Fille des Étoiles est
un titre kitsch. Je l’ai néanmoins préféré à La Fille de Lucifer, qui aurait
été tout aussi kitsch et en plus lourdement gothique. La lourdeur du gothisme
ne me convenait pas, encore moins un gothisme lourd. Bien que Fille des Étoiles
est un roman sombre dans l’ensemble — même la fin n’est pas si rose si vous y
réfléchissez à deux fois — il est plutôt léger, presque éthéré à certains
moments.
Toutefois, le titre que je me suis refusé aurait eu le
mérite de la clarté. Le roman raconte effectivement les tribulations de la
fille de Lucifer, ce qui paraît tout indiqué pour commencer une série portant
le titre de Sept Cercles De L’Enfer.
J’ai renouvelé la vieille mythologie à la sauce SF. Lucifer est devenu un
extraterrestre métamorphe quasi immortel, dont le nom est Drev, transformé en
Andreï Tcherniev pour les besoins de sa naturalisation (mais on peut supposer
qu’il a dû avoir bien d’autres noms avant celui-ci). Andreï Tcherniev peut
d’ailleurs se traduire par L’Homme Noir. Pourtant, ce n’est pas tant la
noirceur du diable qui m’occupe ici que le sens premier de ce nom :
Lucifer = porteur de lumière. C’est donc lui, grâce à un savoir venu d’ailleurs
et au nombre gigantesque de ses années, qui apporte la clé des étoiles à
l’humanité. Néanmoins, comme c’est Lucifer, il ne le fait évidemment pas pour notre
bien mais seulement par intérêt personnel. Comme a dit Hugo, Satan est celui
qui toujours fait le bien en voulant faire le mal (le toujours étant peut-être
de trop mais allez savoir avec ces poètes). Drev a comme dans la légende été
chassé, exilé de son monde, déchu de ses droits et possessions, rendu incapable
de voyager à nouveau dans l’espace. Et bien entendu, il désire se venger. Dans
ce cas, sa vengeance sera un plat qui se mange très froid, qu’il ne mangera en
fait pas du tout puisque si elle a lieu, elle ne pourra se faire que par
procuration.
Dans mon récit, il commet un autre genre de bien involontaire
en faisant une fille, à sa plus grande surprise, sûr que rien ne pourrait
sortir de l’union d’un extraterrestre et d’une terrienne. Mais le fait que Drev
soit métamorphe joue sûrement un rôle là-dedans. Peut-être que ses gènes
eux-mêmes se sont métamorphosés pour convenir à ceux de la terrienne aimée (car
il est capable d’aimer dans mon histoire), ce qui expliquerait qu’il perde
aussi son immortalité à la naissance de Nat, la Fille des Étoiles en question,
la clé pourrait-on dire (peut-être aurais-je dû appeler ce livre La Clé des Étoiles :
trop tard).

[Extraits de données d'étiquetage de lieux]
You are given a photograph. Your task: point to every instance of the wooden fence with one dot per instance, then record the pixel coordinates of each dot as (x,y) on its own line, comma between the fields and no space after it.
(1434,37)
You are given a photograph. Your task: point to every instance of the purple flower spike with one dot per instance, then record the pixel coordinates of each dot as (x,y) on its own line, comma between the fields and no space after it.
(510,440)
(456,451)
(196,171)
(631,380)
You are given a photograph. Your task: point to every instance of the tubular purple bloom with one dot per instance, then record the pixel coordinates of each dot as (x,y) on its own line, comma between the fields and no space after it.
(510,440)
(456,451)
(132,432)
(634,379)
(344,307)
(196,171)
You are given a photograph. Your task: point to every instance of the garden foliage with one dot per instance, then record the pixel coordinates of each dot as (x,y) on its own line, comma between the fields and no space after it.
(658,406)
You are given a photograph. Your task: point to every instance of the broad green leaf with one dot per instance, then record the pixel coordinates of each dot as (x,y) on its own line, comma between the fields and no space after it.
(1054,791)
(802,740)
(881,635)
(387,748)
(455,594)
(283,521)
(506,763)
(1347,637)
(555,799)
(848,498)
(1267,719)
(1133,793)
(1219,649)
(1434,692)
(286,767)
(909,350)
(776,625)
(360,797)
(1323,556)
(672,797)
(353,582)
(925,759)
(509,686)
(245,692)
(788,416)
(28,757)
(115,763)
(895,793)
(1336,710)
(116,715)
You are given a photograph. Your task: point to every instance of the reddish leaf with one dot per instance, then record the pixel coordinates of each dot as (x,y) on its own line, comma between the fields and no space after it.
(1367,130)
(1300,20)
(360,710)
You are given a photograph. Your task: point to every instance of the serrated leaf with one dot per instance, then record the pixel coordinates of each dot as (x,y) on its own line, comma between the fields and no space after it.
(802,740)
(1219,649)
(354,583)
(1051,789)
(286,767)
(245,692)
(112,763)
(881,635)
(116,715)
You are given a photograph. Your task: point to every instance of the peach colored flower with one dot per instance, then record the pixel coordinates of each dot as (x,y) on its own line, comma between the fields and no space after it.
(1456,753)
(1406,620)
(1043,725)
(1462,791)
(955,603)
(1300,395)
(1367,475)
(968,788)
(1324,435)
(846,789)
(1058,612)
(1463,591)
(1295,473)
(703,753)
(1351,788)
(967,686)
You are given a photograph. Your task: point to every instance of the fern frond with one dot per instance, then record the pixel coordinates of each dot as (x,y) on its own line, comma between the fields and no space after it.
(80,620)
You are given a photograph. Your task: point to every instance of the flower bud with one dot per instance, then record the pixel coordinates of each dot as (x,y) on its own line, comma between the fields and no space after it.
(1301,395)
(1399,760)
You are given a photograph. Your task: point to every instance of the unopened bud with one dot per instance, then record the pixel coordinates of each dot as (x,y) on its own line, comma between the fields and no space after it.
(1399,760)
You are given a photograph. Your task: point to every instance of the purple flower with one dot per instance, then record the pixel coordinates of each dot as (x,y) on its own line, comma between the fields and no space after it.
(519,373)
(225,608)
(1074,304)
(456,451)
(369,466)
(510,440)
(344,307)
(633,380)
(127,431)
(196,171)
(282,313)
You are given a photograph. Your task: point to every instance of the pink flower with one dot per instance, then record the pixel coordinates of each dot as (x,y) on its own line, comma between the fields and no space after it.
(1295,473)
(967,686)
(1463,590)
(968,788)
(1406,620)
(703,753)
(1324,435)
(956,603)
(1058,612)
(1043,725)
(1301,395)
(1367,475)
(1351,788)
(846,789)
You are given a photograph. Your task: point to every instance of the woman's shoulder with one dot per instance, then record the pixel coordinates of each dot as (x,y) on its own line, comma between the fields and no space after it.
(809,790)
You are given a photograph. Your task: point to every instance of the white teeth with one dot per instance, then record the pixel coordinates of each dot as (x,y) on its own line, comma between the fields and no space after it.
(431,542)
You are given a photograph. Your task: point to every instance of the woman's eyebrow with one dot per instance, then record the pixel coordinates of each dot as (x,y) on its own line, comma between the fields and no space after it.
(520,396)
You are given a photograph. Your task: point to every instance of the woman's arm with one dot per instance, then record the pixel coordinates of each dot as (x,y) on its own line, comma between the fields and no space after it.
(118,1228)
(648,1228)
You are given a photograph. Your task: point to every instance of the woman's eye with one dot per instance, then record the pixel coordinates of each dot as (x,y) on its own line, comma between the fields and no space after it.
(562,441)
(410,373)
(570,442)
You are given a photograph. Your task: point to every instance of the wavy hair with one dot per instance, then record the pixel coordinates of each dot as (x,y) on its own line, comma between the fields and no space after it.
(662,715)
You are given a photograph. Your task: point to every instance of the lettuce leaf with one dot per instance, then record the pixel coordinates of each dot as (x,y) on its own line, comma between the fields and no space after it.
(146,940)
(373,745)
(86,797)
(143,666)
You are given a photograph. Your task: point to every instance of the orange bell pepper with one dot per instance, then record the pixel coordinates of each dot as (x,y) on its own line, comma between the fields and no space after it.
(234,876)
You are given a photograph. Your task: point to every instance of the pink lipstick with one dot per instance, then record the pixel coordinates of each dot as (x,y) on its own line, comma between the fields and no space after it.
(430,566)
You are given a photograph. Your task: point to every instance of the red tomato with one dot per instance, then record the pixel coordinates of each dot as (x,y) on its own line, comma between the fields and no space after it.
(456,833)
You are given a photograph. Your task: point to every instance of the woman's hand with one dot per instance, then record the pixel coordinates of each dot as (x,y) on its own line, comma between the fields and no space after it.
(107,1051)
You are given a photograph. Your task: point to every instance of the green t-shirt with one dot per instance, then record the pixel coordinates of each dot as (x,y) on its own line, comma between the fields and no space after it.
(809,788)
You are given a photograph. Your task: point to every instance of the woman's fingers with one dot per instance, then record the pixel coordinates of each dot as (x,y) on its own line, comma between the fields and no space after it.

§ **Problème posé**
Répondez s'il vous plaît à ces questions sur l'extrait :
(a) Quel titre a été écarté au profit de Fille des Étoiles ?
(b) Quel nom Drev prend-il pour sa naturalisation ?
(c) Comment s'appelle la fille de Drev ?

§ **La réponse**
(a) La Fille de Lucifer.
(b) Andreï Tcherniev.
(c) Nat.